- **WHAT THE TASK ASKS**: Substitute "vessel hull" for "boat hull" in the material running from its start through the line containing "point(111, 327)", both ends included, and change nothing else. Leave the pictures out of the answer.

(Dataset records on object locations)
------------------------------------------------

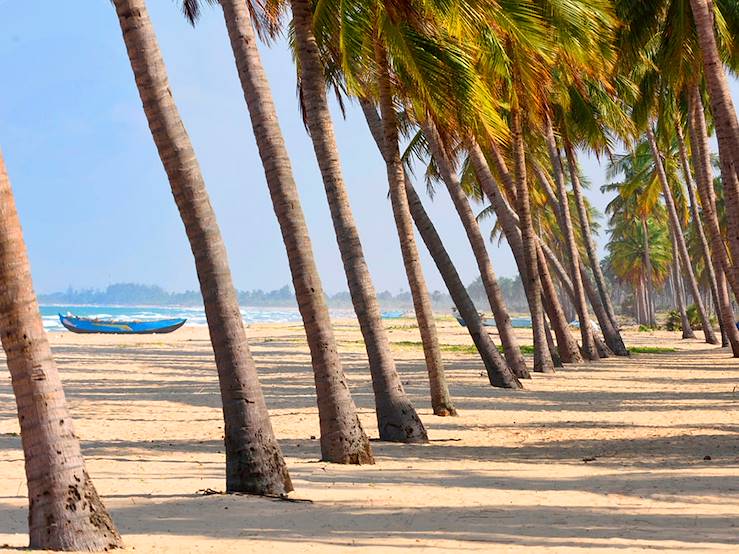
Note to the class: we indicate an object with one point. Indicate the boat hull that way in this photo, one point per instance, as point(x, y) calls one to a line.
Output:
point(111, 327)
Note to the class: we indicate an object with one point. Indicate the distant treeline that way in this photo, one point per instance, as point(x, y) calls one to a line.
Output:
point(133, 294)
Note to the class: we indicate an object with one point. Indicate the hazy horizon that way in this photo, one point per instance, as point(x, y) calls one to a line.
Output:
point(95, 203)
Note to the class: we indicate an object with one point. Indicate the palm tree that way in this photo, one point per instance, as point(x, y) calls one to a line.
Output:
point(511, 350)
point(65, 512)
point(722, 107)
point(679, 237)
point(542, 361)
point(680, 42)
point(510, 223)
point(254, 462)
point(342, 438)
point(701, 156)
point(499, 374)
point(394, 410)
point(351, 40)
point(562, 211)
point(719, 293)
point(725, 274)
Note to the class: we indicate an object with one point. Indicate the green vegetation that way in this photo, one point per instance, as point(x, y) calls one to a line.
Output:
point(650, 349)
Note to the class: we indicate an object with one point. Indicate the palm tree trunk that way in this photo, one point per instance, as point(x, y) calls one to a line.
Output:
point(510, 223)
point(611, 336)
point(567, 349)
point(391, 402)
point(254, 462)
point(729, 332)
point(679, 297)
point(65, 512)
point(556, 360)
point(421, 301)
point(511, 350)
point(724, 116)
point(722, 106)
point(701, 154)
point(600, 281)
point(499, 374)
point(403, 220)
point(342, 438)
point(542, 356)
point(562, 211)
point(649, 274)
point(678, 234)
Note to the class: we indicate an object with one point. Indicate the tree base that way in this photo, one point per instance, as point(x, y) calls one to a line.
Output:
point(445, 410)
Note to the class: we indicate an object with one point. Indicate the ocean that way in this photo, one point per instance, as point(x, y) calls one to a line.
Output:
point(195, 315)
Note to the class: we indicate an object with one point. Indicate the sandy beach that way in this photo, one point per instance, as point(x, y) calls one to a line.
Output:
point(625, 455)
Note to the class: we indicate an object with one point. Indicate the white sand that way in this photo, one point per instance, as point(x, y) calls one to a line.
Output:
point(507, 475)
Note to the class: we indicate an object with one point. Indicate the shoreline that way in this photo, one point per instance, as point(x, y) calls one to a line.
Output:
point(606, 457)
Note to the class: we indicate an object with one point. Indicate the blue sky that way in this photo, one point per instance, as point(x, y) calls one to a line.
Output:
point(94, 200)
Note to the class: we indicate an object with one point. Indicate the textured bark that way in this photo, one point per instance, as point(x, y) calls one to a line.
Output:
point(701, 152)
point(391, 402)
point(722, 106)
point(342, 438)
point(724, 116)
point(65, 512)
point(600, 281)
point(649, 277)
point(509, 222)
point(729, 332)
point(567, 348)
point(499, 374)
point(254, 461)
point(678, 235)
point(678, 289)
point(421, 301)
point(542, 356)
point(562, 210)
point(556, 360)
point(508, 339)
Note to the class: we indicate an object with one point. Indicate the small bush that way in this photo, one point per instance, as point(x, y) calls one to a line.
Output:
point(674, 321)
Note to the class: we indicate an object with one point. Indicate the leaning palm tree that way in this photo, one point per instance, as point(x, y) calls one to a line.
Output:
point(679, 238)
point(722, 106)
point(65, 512)
point(394, 411)
point(442, 161)
point(687, 41)
point(499, 374)
point(342, 438)
point(254, 462)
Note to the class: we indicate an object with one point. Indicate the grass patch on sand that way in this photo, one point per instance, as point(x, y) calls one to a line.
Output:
point(651, 349)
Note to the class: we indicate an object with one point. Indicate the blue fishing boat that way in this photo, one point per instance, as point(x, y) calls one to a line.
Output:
point(119, 327)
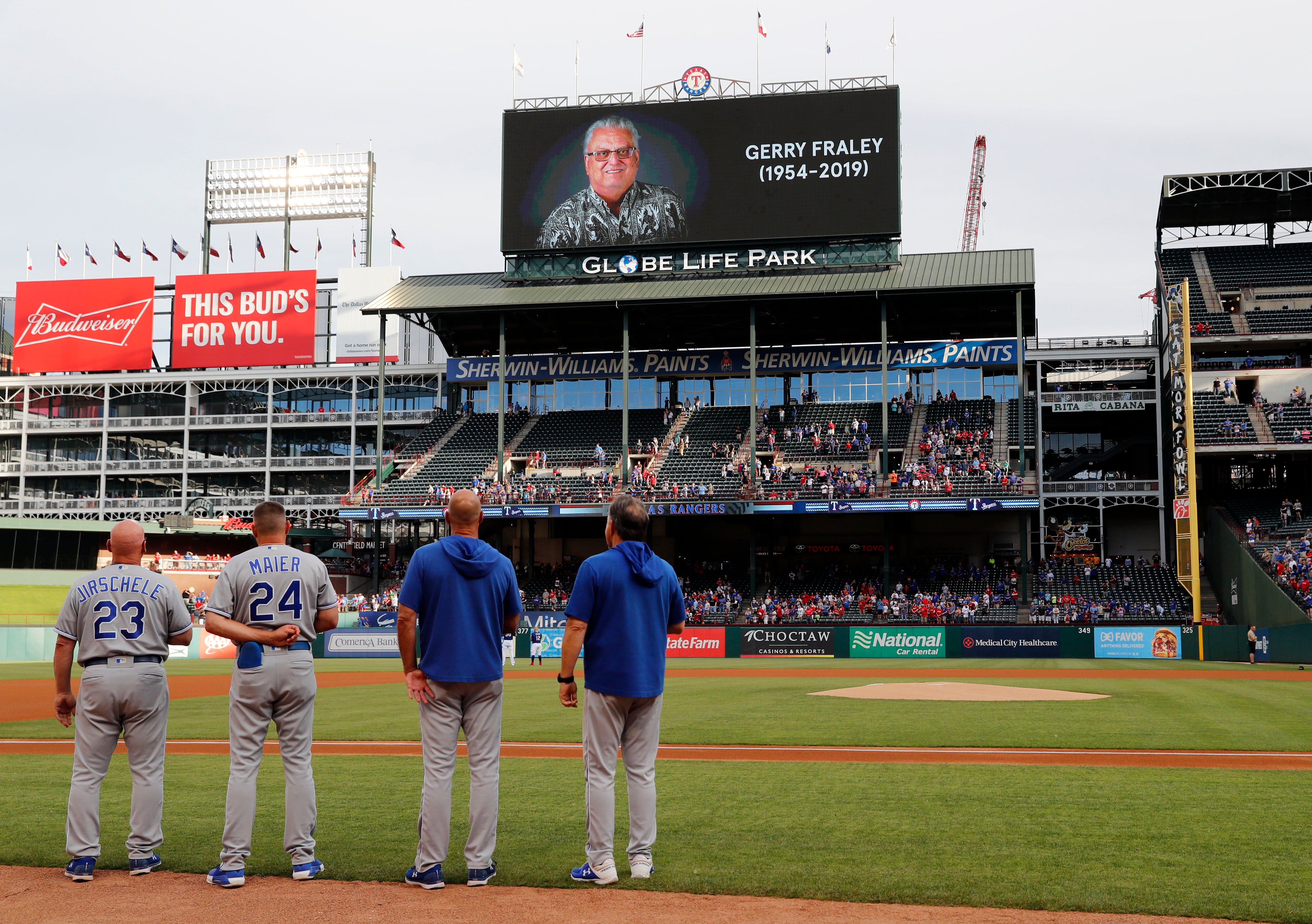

------------------------------------------------

- **TASK RESPONSE**:
Note to the class: we indicate an object with one point. Indicate the vessel hull that way in this photo, one point per instance, as point(x, y) calls one to a line.
Output:
point(111, 327)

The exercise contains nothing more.